▶ _RECORDS SHOWN_
_ _ _
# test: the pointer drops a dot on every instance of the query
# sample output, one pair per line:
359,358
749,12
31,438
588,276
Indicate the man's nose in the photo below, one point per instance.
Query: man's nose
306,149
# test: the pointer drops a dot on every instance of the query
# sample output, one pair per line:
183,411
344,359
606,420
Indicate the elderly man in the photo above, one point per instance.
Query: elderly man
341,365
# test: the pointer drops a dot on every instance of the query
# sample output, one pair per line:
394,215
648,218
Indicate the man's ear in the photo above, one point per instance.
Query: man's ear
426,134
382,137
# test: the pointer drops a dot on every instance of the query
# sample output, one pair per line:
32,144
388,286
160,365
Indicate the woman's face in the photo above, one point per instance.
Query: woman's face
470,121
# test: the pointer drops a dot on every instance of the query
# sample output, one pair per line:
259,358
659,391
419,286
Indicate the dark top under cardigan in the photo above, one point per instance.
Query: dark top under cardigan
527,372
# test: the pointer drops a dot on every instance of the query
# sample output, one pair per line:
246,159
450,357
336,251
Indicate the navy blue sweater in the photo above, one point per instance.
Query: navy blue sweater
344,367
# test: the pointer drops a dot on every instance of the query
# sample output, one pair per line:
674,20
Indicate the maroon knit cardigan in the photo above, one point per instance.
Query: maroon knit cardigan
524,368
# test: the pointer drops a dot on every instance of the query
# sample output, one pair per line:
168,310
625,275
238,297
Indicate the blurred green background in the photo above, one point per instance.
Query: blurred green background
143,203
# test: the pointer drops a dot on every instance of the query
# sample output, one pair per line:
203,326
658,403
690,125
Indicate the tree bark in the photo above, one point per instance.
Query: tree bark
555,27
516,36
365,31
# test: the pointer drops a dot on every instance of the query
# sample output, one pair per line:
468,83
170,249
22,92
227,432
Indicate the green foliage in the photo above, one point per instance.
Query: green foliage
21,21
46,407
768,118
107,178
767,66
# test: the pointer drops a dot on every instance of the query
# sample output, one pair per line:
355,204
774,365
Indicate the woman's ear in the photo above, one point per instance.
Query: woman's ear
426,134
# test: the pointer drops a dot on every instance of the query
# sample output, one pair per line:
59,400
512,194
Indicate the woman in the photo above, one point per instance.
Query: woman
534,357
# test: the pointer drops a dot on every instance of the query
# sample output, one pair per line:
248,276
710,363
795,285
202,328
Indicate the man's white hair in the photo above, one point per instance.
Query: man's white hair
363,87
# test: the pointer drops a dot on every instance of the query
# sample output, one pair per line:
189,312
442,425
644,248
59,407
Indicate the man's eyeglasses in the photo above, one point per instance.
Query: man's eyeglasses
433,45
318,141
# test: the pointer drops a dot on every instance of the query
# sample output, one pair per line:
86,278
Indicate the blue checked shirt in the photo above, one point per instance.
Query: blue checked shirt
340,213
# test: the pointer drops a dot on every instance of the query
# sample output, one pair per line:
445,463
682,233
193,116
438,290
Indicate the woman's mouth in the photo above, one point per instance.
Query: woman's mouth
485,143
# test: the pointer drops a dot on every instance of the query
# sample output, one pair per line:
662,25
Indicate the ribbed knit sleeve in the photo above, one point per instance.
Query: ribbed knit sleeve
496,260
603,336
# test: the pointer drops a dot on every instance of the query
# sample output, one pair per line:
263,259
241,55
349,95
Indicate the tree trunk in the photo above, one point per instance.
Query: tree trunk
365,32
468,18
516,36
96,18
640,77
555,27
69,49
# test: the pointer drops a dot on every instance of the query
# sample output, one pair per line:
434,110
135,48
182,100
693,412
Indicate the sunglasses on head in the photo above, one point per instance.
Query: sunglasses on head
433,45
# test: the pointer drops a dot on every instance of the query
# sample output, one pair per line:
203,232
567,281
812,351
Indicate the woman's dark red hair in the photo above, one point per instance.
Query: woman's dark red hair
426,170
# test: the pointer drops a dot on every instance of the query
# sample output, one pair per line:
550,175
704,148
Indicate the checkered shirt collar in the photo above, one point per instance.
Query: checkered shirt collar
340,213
_ _ _
▶ _WHAT IS NEEDED_
Every line from the one with "Indicate the woman's dark" to the end of the records above should be returned exactly, and no other lines.

▶ _SOLUTION TO THIS TASK_
Indicate the woman's dark red hair in the photo above, one point per instance.
Query: woman's dark red hair
426,170
# test: the pointer drops a dot on every instance of the query
# sample output, one pair per line:
550,175
704,148
Indicate the checkered shirt collar in the photo above, one point per instance.
Query: checkered shirt collar
340,213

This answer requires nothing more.